* **AIM OF THE TASK**: Report how many of the lines below contain the word "glove". Reply with the number alone.
________________________________________
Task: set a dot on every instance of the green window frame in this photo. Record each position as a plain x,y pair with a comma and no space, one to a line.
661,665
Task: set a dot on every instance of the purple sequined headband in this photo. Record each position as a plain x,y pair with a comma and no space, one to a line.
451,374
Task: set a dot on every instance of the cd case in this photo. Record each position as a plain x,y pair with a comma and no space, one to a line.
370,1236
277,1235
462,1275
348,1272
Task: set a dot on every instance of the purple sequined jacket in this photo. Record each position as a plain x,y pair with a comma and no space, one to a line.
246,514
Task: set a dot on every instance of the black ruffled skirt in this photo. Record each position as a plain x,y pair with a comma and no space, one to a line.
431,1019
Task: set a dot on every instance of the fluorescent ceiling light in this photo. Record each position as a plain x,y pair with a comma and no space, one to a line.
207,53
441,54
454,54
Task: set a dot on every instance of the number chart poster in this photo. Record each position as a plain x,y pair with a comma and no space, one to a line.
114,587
________________________________________
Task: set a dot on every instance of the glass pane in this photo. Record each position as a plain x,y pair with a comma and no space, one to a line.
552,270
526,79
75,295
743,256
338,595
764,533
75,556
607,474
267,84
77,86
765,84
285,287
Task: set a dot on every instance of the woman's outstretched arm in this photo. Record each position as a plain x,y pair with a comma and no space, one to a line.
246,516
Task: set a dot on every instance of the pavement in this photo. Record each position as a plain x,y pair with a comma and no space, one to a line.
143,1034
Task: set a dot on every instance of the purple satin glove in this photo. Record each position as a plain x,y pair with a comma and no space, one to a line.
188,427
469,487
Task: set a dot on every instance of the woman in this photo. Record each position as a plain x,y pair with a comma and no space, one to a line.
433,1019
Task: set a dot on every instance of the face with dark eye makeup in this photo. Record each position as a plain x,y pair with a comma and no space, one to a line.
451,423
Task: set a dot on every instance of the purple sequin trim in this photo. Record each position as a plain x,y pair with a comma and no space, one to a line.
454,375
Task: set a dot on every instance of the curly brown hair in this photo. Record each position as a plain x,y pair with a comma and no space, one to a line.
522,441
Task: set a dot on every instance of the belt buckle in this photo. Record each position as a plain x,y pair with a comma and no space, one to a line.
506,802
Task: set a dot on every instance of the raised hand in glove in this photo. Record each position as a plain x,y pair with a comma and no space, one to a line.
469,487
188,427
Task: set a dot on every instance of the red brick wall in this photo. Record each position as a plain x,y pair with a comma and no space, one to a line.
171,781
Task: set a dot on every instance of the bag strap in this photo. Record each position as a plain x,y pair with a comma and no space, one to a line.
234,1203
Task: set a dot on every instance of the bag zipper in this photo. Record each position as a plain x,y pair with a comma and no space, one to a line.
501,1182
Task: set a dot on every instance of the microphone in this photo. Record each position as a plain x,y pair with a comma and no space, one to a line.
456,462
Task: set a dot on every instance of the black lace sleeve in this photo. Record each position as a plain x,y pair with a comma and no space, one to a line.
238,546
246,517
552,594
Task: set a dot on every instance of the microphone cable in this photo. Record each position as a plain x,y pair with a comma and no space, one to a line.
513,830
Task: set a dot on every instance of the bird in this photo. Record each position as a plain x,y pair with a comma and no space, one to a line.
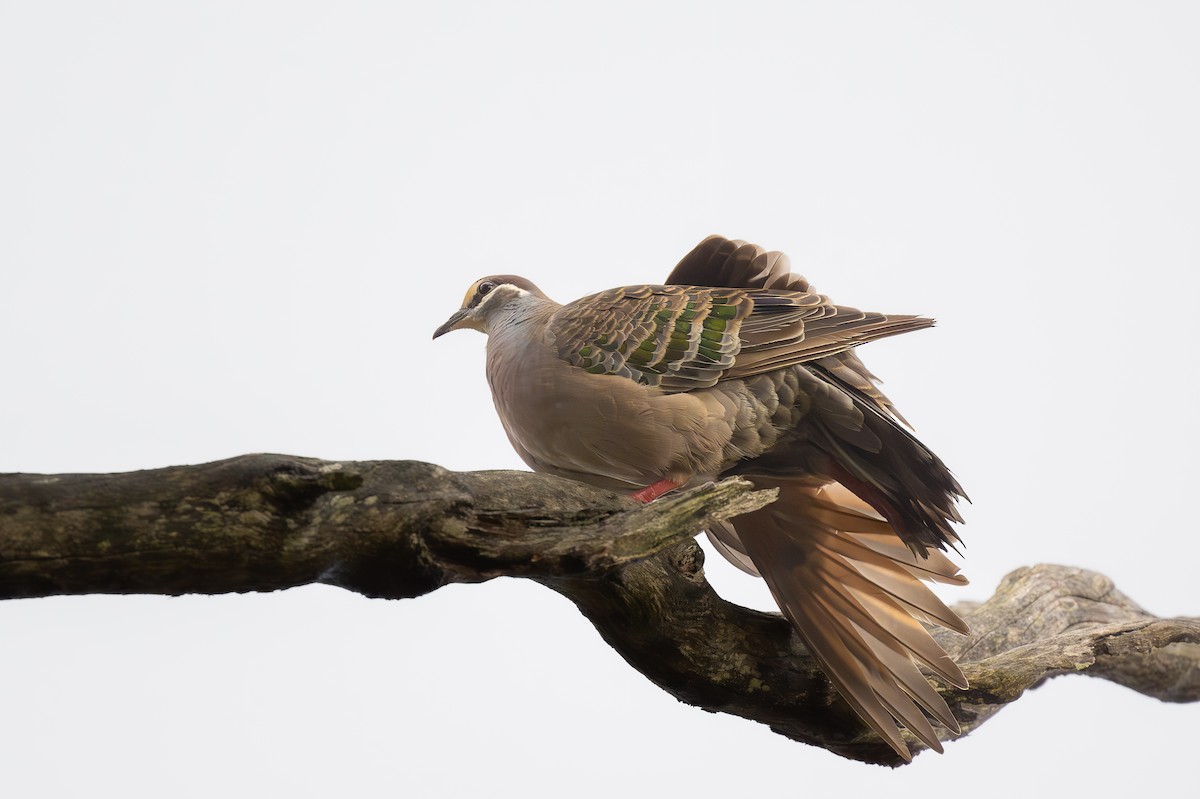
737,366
________________________________________
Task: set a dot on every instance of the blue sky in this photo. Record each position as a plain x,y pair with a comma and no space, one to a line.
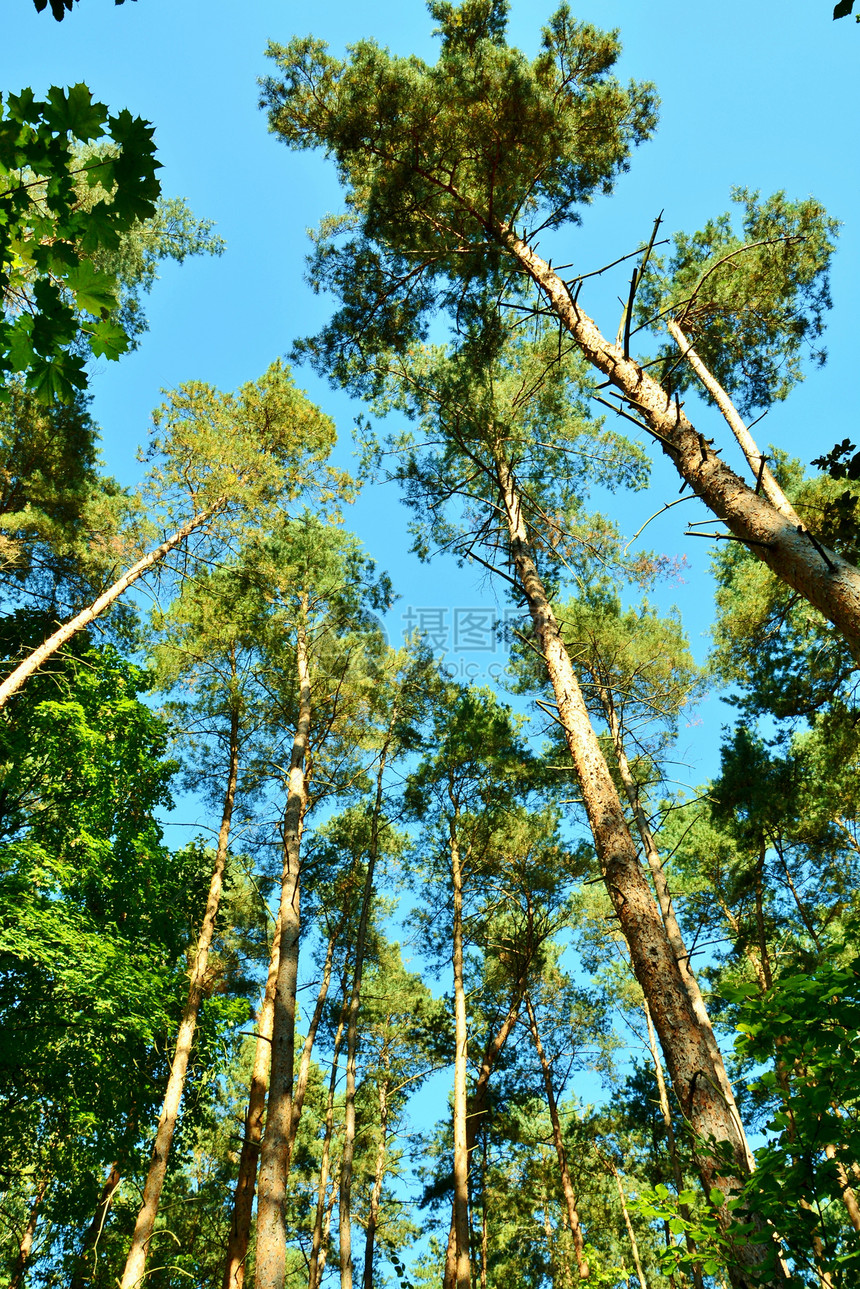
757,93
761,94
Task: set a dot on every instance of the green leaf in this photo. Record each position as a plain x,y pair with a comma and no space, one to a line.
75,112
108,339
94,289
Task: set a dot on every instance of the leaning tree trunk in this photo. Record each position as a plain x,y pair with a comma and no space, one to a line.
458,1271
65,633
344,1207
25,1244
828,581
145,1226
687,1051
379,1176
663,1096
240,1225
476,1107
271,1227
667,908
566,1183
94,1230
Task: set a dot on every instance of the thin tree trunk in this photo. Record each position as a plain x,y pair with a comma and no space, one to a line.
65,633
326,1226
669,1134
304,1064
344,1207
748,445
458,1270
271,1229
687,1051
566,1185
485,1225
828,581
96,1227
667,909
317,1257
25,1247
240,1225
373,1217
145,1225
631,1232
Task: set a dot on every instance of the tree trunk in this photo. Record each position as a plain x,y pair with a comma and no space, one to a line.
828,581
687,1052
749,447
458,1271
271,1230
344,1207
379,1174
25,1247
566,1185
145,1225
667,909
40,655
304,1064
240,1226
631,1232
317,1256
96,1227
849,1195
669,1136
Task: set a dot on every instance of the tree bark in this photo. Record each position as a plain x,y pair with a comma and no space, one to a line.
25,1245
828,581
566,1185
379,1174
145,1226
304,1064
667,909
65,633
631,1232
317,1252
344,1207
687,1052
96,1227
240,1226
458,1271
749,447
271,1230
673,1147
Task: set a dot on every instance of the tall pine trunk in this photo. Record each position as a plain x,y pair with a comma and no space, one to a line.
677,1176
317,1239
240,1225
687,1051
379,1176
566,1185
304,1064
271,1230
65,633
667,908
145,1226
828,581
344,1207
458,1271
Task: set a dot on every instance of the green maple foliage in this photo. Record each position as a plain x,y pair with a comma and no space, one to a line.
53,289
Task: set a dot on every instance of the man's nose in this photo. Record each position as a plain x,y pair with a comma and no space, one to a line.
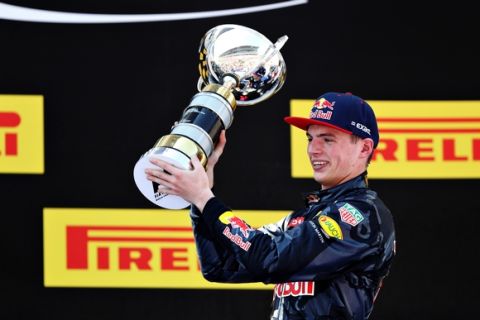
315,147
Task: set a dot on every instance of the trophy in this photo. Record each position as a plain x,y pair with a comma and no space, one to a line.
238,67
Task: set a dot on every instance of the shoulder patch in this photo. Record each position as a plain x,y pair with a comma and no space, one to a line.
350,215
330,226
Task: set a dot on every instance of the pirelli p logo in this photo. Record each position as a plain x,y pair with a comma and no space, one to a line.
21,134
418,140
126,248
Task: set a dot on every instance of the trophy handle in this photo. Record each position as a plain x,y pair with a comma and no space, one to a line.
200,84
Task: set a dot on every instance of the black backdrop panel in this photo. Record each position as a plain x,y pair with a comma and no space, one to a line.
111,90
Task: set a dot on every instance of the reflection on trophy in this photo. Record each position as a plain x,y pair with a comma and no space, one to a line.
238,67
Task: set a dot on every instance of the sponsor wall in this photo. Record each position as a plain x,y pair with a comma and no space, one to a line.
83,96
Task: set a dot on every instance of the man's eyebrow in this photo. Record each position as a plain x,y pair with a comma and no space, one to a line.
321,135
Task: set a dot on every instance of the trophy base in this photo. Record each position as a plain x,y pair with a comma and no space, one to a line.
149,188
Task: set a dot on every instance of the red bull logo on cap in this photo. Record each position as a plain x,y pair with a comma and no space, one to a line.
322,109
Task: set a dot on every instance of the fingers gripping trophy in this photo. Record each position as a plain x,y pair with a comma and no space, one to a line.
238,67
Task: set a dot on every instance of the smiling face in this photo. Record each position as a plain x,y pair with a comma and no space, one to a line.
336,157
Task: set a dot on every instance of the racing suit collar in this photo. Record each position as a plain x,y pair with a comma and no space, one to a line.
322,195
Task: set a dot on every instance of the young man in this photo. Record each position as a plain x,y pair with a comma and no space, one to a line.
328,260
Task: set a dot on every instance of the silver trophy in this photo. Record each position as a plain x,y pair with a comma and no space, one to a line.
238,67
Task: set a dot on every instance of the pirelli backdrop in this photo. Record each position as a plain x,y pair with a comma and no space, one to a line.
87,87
________________________________________
* **SOLUTION**: 2